### PROBLEM DETAILS
Once the images are set aside, print the remaining lines below exactly.

### Records from a data collection
-- Opening Marker --

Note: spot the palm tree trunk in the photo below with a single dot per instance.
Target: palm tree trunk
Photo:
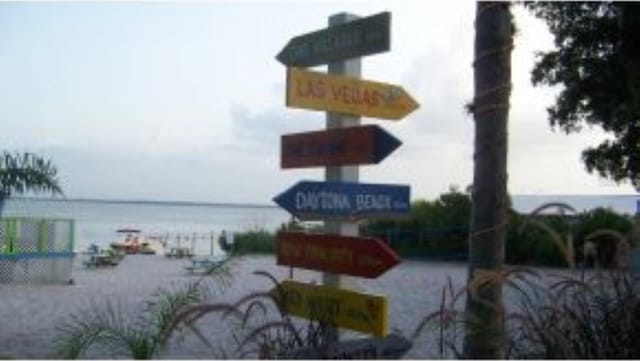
(484, 332)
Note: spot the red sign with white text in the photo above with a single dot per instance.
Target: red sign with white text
(355, 256)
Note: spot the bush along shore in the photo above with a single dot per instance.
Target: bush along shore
(438, 230)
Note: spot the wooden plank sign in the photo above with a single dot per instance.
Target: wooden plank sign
(342, 308)
(355, 256)
(356, 38)
(391, 347)
(309, 200)
(347, 95)
(336, 147)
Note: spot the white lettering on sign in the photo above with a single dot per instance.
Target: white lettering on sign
(373, 202)
(322, 200)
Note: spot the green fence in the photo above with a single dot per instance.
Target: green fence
(36, 250)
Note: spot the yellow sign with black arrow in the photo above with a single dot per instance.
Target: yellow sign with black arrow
(347, 95)
(339, 307)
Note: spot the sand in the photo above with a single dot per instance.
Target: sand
(29, 314)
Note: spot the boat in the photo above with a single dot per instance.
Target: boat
(131, 243)
(145, 248)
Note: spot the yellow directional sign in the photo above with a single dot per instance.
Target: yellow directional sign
(342, 94)
(343, 308)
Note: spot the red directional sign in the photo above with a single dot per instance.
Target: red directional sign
(335, 147)
(355, 256)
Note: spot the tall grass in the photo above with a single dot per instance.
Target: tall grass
(575, 315)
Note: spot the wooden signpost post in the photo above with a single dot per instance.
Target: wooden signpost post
(347, 95)
(343, 308)
(336, 147)
(355, 256)
(341, 200)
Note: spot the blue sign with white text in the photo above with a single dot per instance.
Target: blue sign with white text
(309, 200)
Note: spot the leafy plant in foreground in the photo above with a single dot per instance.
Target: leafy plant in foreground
(110, 330)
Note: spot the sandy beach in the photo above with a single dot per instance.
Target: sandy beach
(30, 313)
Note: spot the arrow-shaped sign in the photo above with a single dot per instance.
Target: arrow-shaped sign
(309, 200)
(336, 147)
(347, 95)
(340, 307)
(355, 256)
(391, 347)
(360, 37)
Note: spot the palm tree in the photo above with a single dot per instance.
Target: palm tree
(20, 173)
(484, 333)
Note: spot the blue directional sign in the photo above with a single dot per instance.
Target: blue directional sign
(309, 200)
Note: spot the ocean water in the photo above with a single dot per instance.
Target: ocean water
(97, 221)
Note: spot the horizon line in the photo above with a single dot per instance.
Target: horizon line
(144, 201)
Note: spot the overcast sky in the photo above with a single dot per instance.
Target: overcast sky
(185, 101)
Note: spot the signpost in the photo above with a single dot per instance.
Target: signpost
(343, 308)
(391, 347)
(335, 147)
(347, 95)
(308, 200)
(351, 39)
(355, 256)
(340, 201)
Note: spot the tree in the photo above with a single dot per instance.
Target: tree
(484, 332)
(20, 173)
(597, 61)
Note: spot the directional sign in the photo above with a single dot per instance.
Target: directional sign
(355, 256)
(361, 37)
(342, 308)
(335, 147)
(310, 200)
(347, 95)
(391, 347)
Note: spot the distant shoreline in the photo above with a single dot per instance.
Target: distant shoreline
(147, 202)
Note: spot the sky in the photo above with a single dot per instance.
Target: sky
(186, 101)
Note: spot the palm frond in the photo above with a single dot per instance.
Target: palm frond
(20, 173)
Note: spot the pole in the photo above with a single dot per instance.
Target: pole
(351, 68)
(212, 242)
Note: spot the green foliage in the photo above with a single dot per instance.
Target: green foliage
(434, 228)
(20, 173)
(533, 245)
(597, 219)
(578, 317)
(259, 325)
(571, 316)
(108, 330)
(116, 331)
(590, 62)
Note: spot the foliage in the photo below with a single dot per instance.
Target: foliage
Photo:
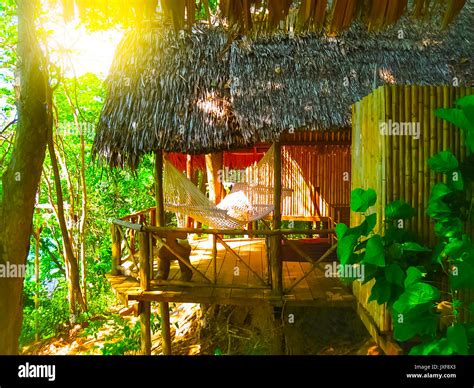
(406, 272)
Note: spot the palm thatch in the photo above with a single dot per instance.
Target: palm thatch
(332, 16)
(202, 91)
(283, 81)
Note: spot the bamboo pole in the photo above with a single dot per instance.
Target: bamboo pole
(214, 256)
(421, 158)
(396, 144)
(145, 307)
(116, 250)
(160, 222)
(389, 144)
(432, 126)
(408, 151)
(275, 257)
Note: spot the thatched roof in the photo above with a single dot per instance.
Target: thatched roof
(282, 82)
(202, 92)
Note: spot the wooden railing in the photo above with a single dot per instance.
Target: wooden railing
(133, 243)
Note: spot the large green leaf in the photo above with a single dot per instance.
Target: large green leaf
(381, 291)
(341, 230)
(448, 227)
(362, 199)
(443, 162)
(374, 252)
(465, 101)
(454, 116)
(457, 338)
(456, 181)
(414, 275)
(440, 347)
(416, 294)
(399, 210)
(438, 209)
(462, 276)
(439, 191)
(370, 222)
(414, 247)
(345, 248)
(394, 274)
(407, 327)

-- Closing Marker --

### ANSWER SECTION
Note: spot the palm tree trunk in the photo below with a single dot per instance.
Target: palm tree trunk
Photo:
(484, 332)
Note: spot the red sign with white text in the photo above with a single dot per instance.
Target: red sign with white text
(355, 256)
Note: spot the bush along shore in the photo above with a single dot per instance.
Target: bush along shore
(438, 230)
Note: spot the wooden plank sign in the photo above with a single dot per instance.
Target: wooden plank sign
(342, 308)
(355, 256)
(356, 38)
(391, 347)
(309, 200)
(347, 95)
(336, 147)
Note: spot the white lettering on sign in the photo above with a single dot per instance.
Target: white lettering on sign
(373, 202)
(322, 200)
Note: spot the green fence in the photo above with a single dot per instance.
Target: green fence
(36, 250)
Note: spot the yellow sign with black arrow in the photo above with a single dot per instance.
Target: yellow sign with black arrow
(347, 95)
(339, 307)
Note: spot the sand in the photo above with a single dot per instance.
Target: sand
(29, 314)
Note: spot the boat in the photo above with a single dot per instance.
Target: boat
(131, 243)
(145, 248)
Note: spot the yellow directional sign in the photo above with a single dot per instance.
Target: yellow directional sign
(342, 94)
(343, 308)
Note: spot the red directional sign in the photo above with a single dot per instance.
Target: red directional sign
(335, 147)
(355, 256)
Note: spot the tall grass in the photo above with a single dot per instance.
Target: tall grass
(575, 315)
Note: spot the wooden signpost post in the photo above with a single dot per instance.
Target: wooden signpost post
(347, 95)
(343, 308)
(336, 147)
(355, 256)
(341, 200)
Note: spot the blue sign with white text in the photo above with a single dot per instance.
Target: blue sign with white text
(309, 200)
Note: spot the leafy plant in foreground in the photo above with a single dot per instance.
Target: leafy plant in foreground
(110, 330)
Note: spot the sandy beach in the photo above with a single dot per instance.
Target: sandy beach
(30, 313)
Note: spot the arrow-shaped sign in the photo above with a single dot per instance.
Target: arrow-shaped sign
(309, 200)
(336, 147)
(347, 95)
(340, 307)
(355, 256)
(391, 347)
(360, 37)
Note: spot the palm tree in the photo above with a single dot per instance.
Target: palm tree
(20, 173)
(484, 333)
Note: spot the blue directional sign in the photo above with a single dot per instance.
Target: blue directional sign
(309, 200)
Note: spot the ocean water in the photo above with a single dot per instance.
Target: ocean water
(97, 221)
Note: spot the horizon line in the photo above with a single dot per instance.
Target: horizon line
(144, 201)
Note: spot the overcast sky in the photo above with a single dot per instance.
Target: overcast sky
(185, 101)
Note: spot the signpost in the photo above with a single dot per instance.
Target: signpost
(343, 308)
(391, 347)
(335, 147)
(347, 95)
(308, 200)
(351, 39)
(355, 256)
(340, 201)
Note: spot the tree in the photo above with a single dot per instance.
Target: tree
(484, 332)
(20, 173)
(597, 61)
Note: spot the directional sign in the photo above with a single dot per instance.
Target: directional sign
(355, 256)
(361, 37)
(342, 308)
(335, 147)
(310, 200)
(347, 95)
(391, 347)
Note: spot the distant shoreline in the photo above with a single dot per instance.
Target: distant shoreline
(147, 202)
Note: spot the sky in the photo above with a single dot per instance.
Target: sky
(186, 101)
Note: spot the palm frond in the photo above with a single dot per instance.
Target: palm frond
(20, 173)
Note: spot the pole in the photo above with a single dot per instance.
Target: pole
(351, 68)
(212, 242)
Note: spot the green foliage in the photo above with a single dot per instance.
Target: green foliage
(434, 228)
(20, 173)
(533, 245)
(597, 219)
(578, 317)
(259, 325)
(571, 316)
(108, 330)
(116, 331)
(590, 62)
Note: spot the foliage in the photo below with a single dot per instance.
Target: foliage
Photo:
(406, 272)
Note: spot the palm thatch in the photo above with a single dot per instance.
Target: palm thatch
(332, 16)
(202, 91)
(283, 81)
Note: spot the bamboo pole in the photo above with a single dot per instance.
Target: bamboo pole
(214, 256)
(421, 158)
(396, 144)
(145, 307)
(116, 250)
(160, 222)
(389, 144)
(432, 126)
(408, 151)
(275, 257)
Note: spot the thatched roof in the photo above with a single dot per instance.
Target: thatched roof
(282, 82)
(202, 92)
Note: spot the wooden railing in the photo above with a single dot per instance.
Target: wooden railing
(133, 243)
Note: spot the large green leaf in the photo above with a single dot per instance.
Target: large green leaf
(381, 291)
(341, 230)
(448, 227)
(362, 199)
(443, 162)
(374, 252)
(465, 101)
(454, 116)
(457, 338)
(456, 181)
(414, 275)
(440, 347)
(416, 294)
(399, 210)
(438, 209)
(462, 276)
(439, 191)
(370, 222)
(414, 247)
(345, 248)
(394, 274)
(407, 327)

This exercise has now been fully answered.